:: ИСХОДНЫЕ ЗАПИСИ ::

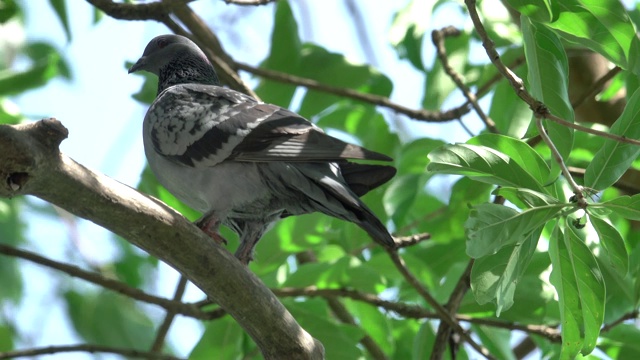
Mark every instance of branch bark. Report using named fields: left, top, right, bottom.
left=0, top=119, right=324, bottom=359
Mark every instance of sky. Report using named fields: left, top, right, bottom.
left=7, top=0, right=466, bottom=359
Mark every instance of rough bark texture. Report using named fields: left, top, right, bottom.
left=0, top=119, right=324, bottom=359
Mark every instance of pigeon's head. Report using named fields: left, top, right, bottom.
left=129, top=34, right=218, bottom=92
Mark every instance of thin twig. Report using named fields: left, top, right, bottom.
left=0, top=344, right=180, bottom=360
left=431, top=26, right=499, bottom=134
left=234, top=62, right=469, bottom=122
left=431, top=259, right=474, bottom=359
left=149, top=274, right=189, bottom=353
left=326, top=297, right=388, bottom=360
left=387, top=250, right=495, bottom=359
left=535, top=116, right=587, bottom=209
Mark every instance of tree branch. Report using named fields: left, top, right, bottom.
left=149, top=275, right=188, bottom=353
left=431, top=26, right=499, bottom=134
left=0, top=119, right=324, bottom=359
left=0, top=344, right=180, bottom=360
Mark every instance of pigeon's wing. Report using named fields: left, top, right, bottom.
left=147, top=84, right=391, bottom=167
left=231, top=104, right=392, bottom=162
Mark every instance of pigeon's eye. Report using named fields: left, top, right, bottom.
left=157, top=38, right=169, bottom=49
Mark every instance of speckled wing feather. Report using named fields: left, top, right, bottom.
left=147, top=84, right=391, bottom=167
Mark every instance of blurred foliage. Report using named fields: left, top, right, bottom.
left=0, top=0, right=640, bottom=359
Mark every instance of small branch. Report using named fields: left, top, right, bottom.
left=431, top=26, right=499, bottom=134
left=326, top=297, right=388, bottom=360
left=149, top=275, right=189, bottom=353
left=233, top=62, right=469, bottom=122
left=393, top=233, right=431, bottom=249
left=87, top=0, right=193, bottom=22
left=0, top=344, right=180, bottom=360
left=223, top=0, right=277, bottom=6
left=535, top=116, right=587, bottom=209
left=431, top=259, right=474, bottom=359
left=272, top=287, right=560, bottom=342
left=544, top=113, right=640, bottom=146
left=388, top=250, right=495, bottom=359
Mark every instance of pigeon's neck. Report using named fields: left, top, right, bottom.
left=158, top=58, right=220, bottom=94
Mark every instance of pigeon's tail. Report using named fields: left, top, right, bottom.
left=352, top=207, right=397, bottom=249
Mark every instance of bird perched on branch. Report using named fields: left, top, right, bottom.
left=129, top=35, right=396, bottom=264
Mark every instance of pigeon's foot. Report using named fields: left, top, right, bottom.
left=195, top=216, right=227, bottom=246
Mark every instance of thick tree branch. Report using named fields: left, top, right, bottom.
left=0, top=119, right=324, bottom=359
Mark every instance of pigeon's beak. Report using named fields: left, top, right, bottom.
left=129, top=56, right=147, bottom=74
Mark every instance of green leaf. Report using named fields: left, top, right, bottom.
left=422, top=33, right=471, bottom=110
left=389, top=0, right=437, bottom=70
left=255, top=1, right=302, bottom=108
left=598, top=324, right=640, bottom=359
left=0, top=324, right=15, bottom=353
left=549, top=225, right=605, bottom=359
left=547, top=0, right=640, bottom=75
left=467, top=134, right=549, bottom=184
left=521, top=16, right=574, bottom=182
left=464, top=203, right=566, bottom=259
left=493, top=187, right=560, bottom=210
left=489, top=76, right=531, bottom=139
left=383, top=174, right=429, bottom=224
left=584, top=90, right=640, bottom=190
left=283, top=299, right=364, bottom=359
left=471, top=227, right=542, bottom=316
left=589, top=216, right=629, bottom=277
left=507, top=0, right=554, bottom=22
left=0, top=54, right=60, bottom=96
left=590, top=194, right=640, bottom=221
left=64, top=290, right=154, bottom=349
left=427, top=144, right=544, bottom=192
left=473, top=325, right=516, bottom=360
left=189, top=316, right=244, bottom=360
left=49, top=0, right=71, bottom=41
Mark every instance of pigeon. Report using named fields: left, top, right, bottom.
left=129, top=35, right=396, bottom=264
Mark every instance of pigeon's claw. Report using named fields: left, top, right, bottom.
left=195, top=216, right=227, bottom=246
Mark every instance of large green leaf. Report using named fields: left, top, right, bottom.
left=283, top=299, right=364, bottom=359
left=521, top=16, right=574, bottom=181
left=0, top=53, right=61, bottom=96
left=547, top=0, right=640, bottom=75
left=64, top=290, right=154, bottom=350
left=589, top=216, right=629, bottom=277
left=464, top=203, right=566, bottom=259
left=591, top=194, right=640, bottom=221
left=549, top=224, right=605, bottom=359
left=389, top=0, right=437, bottom=70
left=467, top=133, right=549, bottom=184
left=427, top=144, right=544, bottom=192
left=471, top=227, right=542, bottom=316
left=584, top=90, right=640, bottom=190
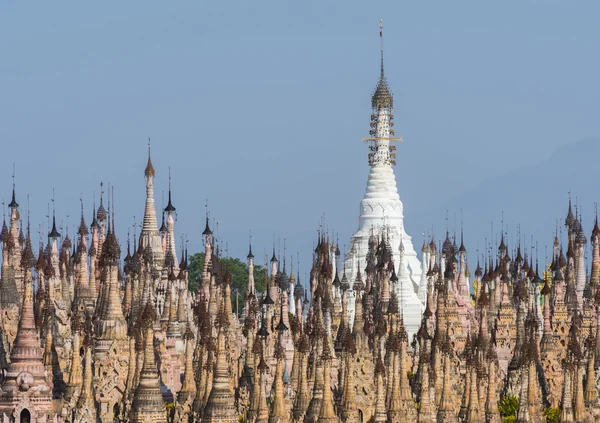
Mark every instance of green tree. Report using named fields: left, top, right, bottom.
left=188, top=253, right=267, bottom=302
left=498, top=395, right=519, bottom=423
left=544, top=407, right=560, bottom=423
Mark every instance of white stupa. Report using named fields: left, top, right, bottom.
left=344, top=22, right=425, bottom=335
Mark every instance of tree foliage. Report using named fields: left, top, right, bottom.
left=188, top=253, right=266, bottom=307
left=498, top=395, right=519, bottom=423
left=544, top=407, right=560, bottom=423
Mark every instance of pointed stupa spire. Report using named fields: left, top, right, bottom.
left=8, top=173, right=19, bottom=209
left=202, top=215, right=212, bottom=236
left=48, top=207, right=60, bottom=239
left=371, top=19, right=394, bottom=109
left=144, top=138, right=154, bottom=178
left=165, top=168, right=177, bottom=213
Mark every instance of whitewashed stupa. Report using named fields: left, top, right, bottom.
left=344, top=22, right=426, bottom=335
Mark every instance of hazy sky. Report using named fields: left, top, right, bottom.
left=0, top=0, right=600, bottom=273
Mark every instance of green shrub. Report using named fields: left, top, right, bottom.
left=498, top=395, right=519, bottom=423
left=544, top=407, right=560, bottom=423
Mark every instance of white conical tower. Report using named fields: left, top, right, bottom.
left=140, top=140, right=164, bottom=266
left=345, top=22, right=423, bottom=334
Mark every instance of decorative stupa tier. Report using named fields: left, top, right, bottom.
left=344, top=22, right=424, bottom=335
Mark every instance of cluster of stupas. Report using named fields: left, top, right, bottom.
left=0, top=24, right=600, bottom=423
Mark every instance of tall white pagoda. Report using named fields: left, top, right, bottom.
left=344, top=22, right=426, bottom=335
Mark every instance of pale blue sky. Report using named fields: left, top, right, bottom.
left=0, top=0, right=600, bottom=278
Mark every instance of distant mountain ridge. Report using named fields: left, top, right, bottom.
left=405, top=138, right=600, bottom=260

:::

ЗАДАНИЕ:
Перенесите все строки записей выше в таблицу Markdown с двумя столбцами: «№» (номер строки) и «Текст» (сама строка). Пустые строки и изображения в ответ не включайте.

ОТВЕТ:
| № | Текст |
|---|---|
| 1 | Mark every instance of branch bark. Report using named fields: left, top, right, bottom. |
| 2 | left=0, top=119, right=324, bottom=359 |
| 3 | Mark every instance of sky. Report using named fields: left, top, right, bottom. |
| 4 | left=7, top=0, right=466, bottom=359 |
| 5 | Mark every instance of rough bark texture. Report using named fields: left, top, right, bottom. |
| 6 | left=0, top=119, right=324, bottom=359 |
| 7 | Mark every instance of pigeon's head. Report using named fields: left, top, right, bottom. |
| 8 | left=129, top=34, right=218, bottom=92 |
| 9 | Mark every instance of thin twig. Report using named fields: left, top, right, bottom. |
| 10 | left=0, top=344, right=180, bottom=360 |
| 11 | left=431, top=26, right=499, bottom=134 |
| 12 | left=234, top=62, right=469, bottom=122 |
| 13 | left=431, top=259, right=474, bottom=359 |
| 14 | left=149, top=274, right=189, bottom=353 |
| 15 | left=326, top=297, right=388, bottom=360 |
| 16 | left=387, top=250, right=495, bottom=359 |
| 17 | left=535, top=116, right=587, bottom=209 |
| 18 | Mark every instance of tree branch. Report using named fields: left, top, right, bottom. |
| 19 | left=149, top=275, right=188, bottom=353 |
| 20 | left=431, top=26, right=499, bottom=134 |
| 21 | left=0, top=119, right=324, bottom=359 |
| 22 | left=0, top=344, right=180, bottom=360 |
| 23 | Mark every instance of pigeon's wing. Report using named fields: left, top, right, bottom. |
| 24 | left=147, top=84, right=391, bottom=167 |
| 25 | left=231, top=104, right=392, bottom=162 |
| 26 | Mark every instance of pigeon's eye. Report using named fields: left, top, right, bottom. |
| 27 | left=157, top=38, right=169, bottom=49 |
| 28 | Mark every instance of speckled wing feather. Report using named fields: left, top, right, bottom. |
| 29 | left=147, top=84, right=391, bottom=167 |
| 30 | Mark every instance of blurred foliage. Report using named fields: left, top, right, bottom. |
| 31 | left=0, top=0, right=640, bottom=359 |
| 32 | Mark every instance of small branch. Report using named fields: left, top, right, bottom. |
| 33 | left=431, top=26, right=499, bottom=134 |
| 34 | left=326, top=297, right=388, bottom=360 |
| 35 | left=149, top=275, right=189, bottom=353 |
| 36 | left=233, top=62, right=469, bottom=122 |
| 37 | left=393, top=233, right=431, bottom=249 |
| 38 | left=87, top=0, right=193, bottom=22 |
| 39 | left=0, top=344, right=180, bottom=360 |
| 40 | left=223, top=0, right=277, bottom=6 |
| 41 | left=535, top=116, right=587, bottom=209 |
| 42 | left=431, top=259, right=474, bottom=359 |
| 43 | left=272, top=287, right=560, bottom=342 |
| 44 | left=544, top=113, right=640, bottom=146 |
| 45 | left=388, top=250, right=495, bottom=359 |
| 46 | Mark every instance of pigeon's neck. Report using named fields: left, top, right, bottom. |
| 47 | left=158, top=58, right=220, bottom=94 |
| 48 | Mark every instance of pigeon's tail. Report using named fields: left, top, right, bottom. |
| 49 | left=352, top=207, right=397, bottom=249 |
| 50 | Mark every instance of bird perched on branch. Report using named fields: left, top, right, bottom. |
| 51 | left=129, top=35, right=396, bottom=264 |
| 52 | Mark every instance of pigeon's foot. Report using named fields: left, top, right, bottom. |
| 53 | left=195, top=216, right=227, bottom=246 |
| 54 | Mark every instance of thick tree branch. Report using named fields: left, top, right, bottom. |
| 55 | left=0, top=119, right=324, bottom=359 |
| 56 | Mark every instance of pigeon's beak. Report using named fields: left, top, right, bottom. |
| 57 | left=129, top=56, right=147, bottom=74 |
| 58 | Mark every instance of green leaf. Report using named fields: left, top, right, bottom. |
| 59 | left=422, top=33, right=471, bottom=110 |
| 60 | left=389, top=0, right=437, bottom=70 |
| 61 | left=255, top=1, right=302, bottom=108 |
| 62 | left=598, top=324, right=640, bottom=359 |
| 63 | left=0, top=324, right=15, bottom=353 |
| 64 | left=549, top=225, right=605, bottom=359 |
| 65 | left=547, top=0, right=640, bottom=75 |
| 66 | left=467, top=134, right=549, bottom=184 |
| 67 | left=521, top=16, right=574, bottom=182 |
| 68 | left=464, top=203, right=566, bottom=259 |
| 69 | left=493, top=187, right=560, bottom=210 |
| 70 | left=489, top=76, right=531, bottom=139 |
| 71 | left=383, top=174, right=429, bottom=224 |
| 72 | left=584, top=90, right=640, bottom=190 |
| 73 | left=283, top=299, right=364, bottom=359 |
| 74 | left=471, top=227, right=542, bottom=316 |
| 75 | left=589, top=216, right=629, bottom=277 |
| 76 | left=507, top=0, right=554, bottom=22 |
| 77 | left=0, top=54, right=60, bottom=96 |
| 78 | left=590, top=194, right=640, bottom=221 |
| 79 | left=64, top=290, right=154, bottom=349 |
| 80 | left=427, top=144, right=544, bottom=192 |
| 81 | left=473, top=325, right=516, bottom=360 |
| 82 | left=189, top=316, right=244, bottom=360 |
| 83 | left=49, top=0, right=71, bottom=41 |
| 84 | Mark every instance of pigeon. Report using named fields: left, top, right, bottom. |
| 85 | left=129, top=35, right=396, bottom=264 |
| 86 | Mark every instance of pigeon's claw. Report using named fields: left, top, right, bottom. |
| 87 | left=195, top=216, right=227, bottom=246 |
| 88 | Mark every instance of large green leaf. Report using named fields: left, top, right, bottom. |
| 89 | left=283, top=299, right=364, bottom=359 |
| 90 | left=521, top=16, right=574, bottom=181 |
| 91 | left=0, top=53, right=61, bottom=96 |
| 92 | left=547, top=0, right=640, bottom=75 |
| 93 | left=64, top=290, right=154, bottom=350 |
| 94 | left=589, top=216, right=629, bottom=277 |
| 95 | left=464, top=203, right=566, bottom=259 |
| 96 | left=591, top=194, right=640, bottom=221 |
| 97 | left=549, top=224, right=605, bottom=359 |
| 98 | left=389, top=0, right=437, bottom=70 |
| 99 | left=467, top=133, right=549, bottom=184 |
| 100 | left=427, top=144, right=544, bottom=192 |
| 101 | left=471, top=227, right=542, bottom=316 |
| 102 | left=584, top=90, right=640, bottom=190 |
| 103 | Mark every instance of green tree. Report using named fields: left, top, right, bottom. |
| 104 | left=188, top=253, right=267, bottom=302 |
| 105 | left=498, top=395, right=519, bottom=423 |
| 106 | left=544, top=407, right=560, bottom=423 |
| 107 | Mark every instance of white stupa. Report using named fields: left, top, right, bottom. |
| 108 | left=344, top=22, right=425, bottom=335 |
| 109 | Mark every instance of tree foliage. Report using named fields: left, top, right, bottom. |
| 110 | left=188, top=253, right=266, bottom=307 |
| 111 | left=498, top=395, right=519, bottom=423 |
| 112 | left=544, top=407, right=560, bottom=423 |
| 113 | Mark every instance of pointed stupa spire. Report using named fields: left, top, right, bottom. |
| 114 | left=8, top=173, right=19, bottom=209 |
| 115 | left=202, top=215, right=212, bottom=236 |
| 116 | left=48, top=207, right=60, bottom=239 |
| 117 | left=371, top=19, right=394, bottom=109 |
| 118 | left=144, top=138, right=154, bottom=178 |
| 119 | left=165, top=168, right=177, bottom=213 |
| 120 | Mark every instance of whitewashed stupa. Report using named fields: left, top, right, bottom. |
| 121 | left=344, top=22, right=426, bottom=335 |
| 122 | Mark every instance of hazy sky. Report using named fields: left, top, right, bottom. |
| 123 | left=0, top=0, right=600, bottom=273 |
| 124 | Mark every instance of green shrub. Report using named fields: left, top, right, bottom. |
| 125 | left=498, top=395, right=519, bottom=423 |
| 126 | left=544, top=407, right=560, bottom=423 |
| 127 | Mark every instance of white conical tower. Report using named fields: left, top, right, bottom. |
| 128 | left=140, top=140, right=164, bottom=266 |
| 129 | left=345, top=22, right=423, bottom=334 |
| 130 | Mark every instance of decorative stupa tier. Report using named fields: left, top, right, bottom. |
| 131 | left=344, top=22, right=424, bottom=335 |
| 132 | Mark every instance of cluster of stupas. Report using named fields: left, top, right, bottom. |
| 133 | left=0, top=24, right=600, bottom=423 |
| 134 | Mark every instance of tall white pagoda. Report using named fields: left, top, right, bottom. |
| 135 | left=344, top=22, right=426, bottom=335 |
| 136 | Mark every instance of pale blue sky. Report using named fields: left, top, right, bottom. |
| 137 | left=0, top=0, right=600, bottom=278 |
| 138 | Mark every instance of distant mountain ridge. Report using named fields: left, top, right, bottom. |
| 139 | left=405, top=138, right=600, bottom=260 |